__Given data__:
══════

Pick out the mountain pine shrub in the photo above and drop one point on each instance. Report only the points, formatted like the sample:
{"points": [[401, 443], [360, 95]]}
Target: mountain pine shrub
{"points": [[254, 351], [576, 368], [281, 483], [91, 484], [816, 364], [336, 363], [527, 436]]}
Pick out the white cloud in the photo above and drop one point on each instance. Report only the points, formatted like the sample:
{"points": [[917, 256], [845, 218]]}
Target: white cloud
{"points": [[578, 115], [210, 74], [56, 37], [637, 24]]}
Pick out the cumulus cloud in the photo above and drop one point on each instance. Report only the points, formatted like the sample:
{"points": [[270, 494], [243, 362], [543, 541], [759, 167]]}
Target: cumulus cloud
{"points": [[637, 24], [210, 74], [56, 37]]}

══════

__Task description__:
Read through the entries and count the lines where "Pick" appears; respond with the number only.

__Result for this task__:
3